#### [Task instructions]
[a] In the forum thread, what kind of ducklings does SCraig identify them as?
[b] Please transcribe the forum thread word for word from "Yeah, that one" to "open at 500mm.".

## START Passage given

# Brand New for 2013



## SCraig (May 11, 2013)

They just don't get much cuter than these 

















So what have you got bird guys?  Let's see some new life for 2013.


----------



## Aloicious (May 11, 2013)

excellent! #3 is my fav, mainly for the duck in mid-quack...

as far as 'what we've got' we have a local bird festival going on in a week or so, and I'm signed up to go on a all day trip called 'raptors on the ranch' to view some raptor nesting and other hotspots, its mostly a observation trip more than photography, but I got permission to take some gear with me, so I'm hoping to get some new shots up soon, we are supposed to visit an osprey nest, so maybe we'll see some new-life osprey, that'd be cool!


----------



## MSnowy (May 11, 2013)

Nice set


----------



## snowbear (May 11, 2013)

The "Awww" factor is up there on these!


----------



## SCraig (May 11, 2013)

Aloicious said:


> excellent! #3 is my fav, mainly for the duck in mid-quack...
> 
> as far as 'what we've got' we have a local bird festival going on in a week or so, and I'm signed up to go on a all day trip called 'raptors on the ranch' to view some raptor nesting and other hotspots, its mostly a observation trip more than photography, but I got permission to take some gear with me, so I'm hoping to get some new shots up soon, we are supposed to visit an osprey nest, so maybe we'll see some new-life osprey, that'd be cool!


Yeah, that one was my favorite as well.  I was kind of surprised that both of them were in focus since that was a relatively close shot wide open at 500mm.



MSnowy said:


> Nice set


Thanks!  Glad you liked them.



snowbear said:


> The "Awww" factor is up there on these!


I agree, that's what I liked about them.  Nothing really special about the shots, but they are just soooooo cute 

I forgot to mention, they are Mallard ducklings in case anyone is interested.

## END Passage given
## START Supplied data

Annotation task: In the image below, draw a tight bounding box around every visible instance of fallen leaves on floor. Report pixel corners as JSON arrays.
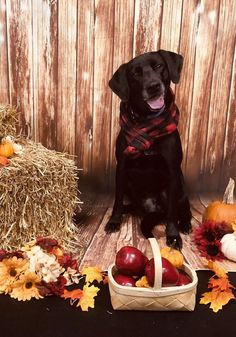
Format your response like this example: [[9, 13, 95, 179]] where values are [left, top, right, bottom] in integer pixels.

## END Supplied data

#### [In response]
[a] Mallard ducklings.

[b]
Yeah, that one was my favorite as well.  I was kind of surprised that both of them were in focus since that was a relatively close shot wide open at 500mm.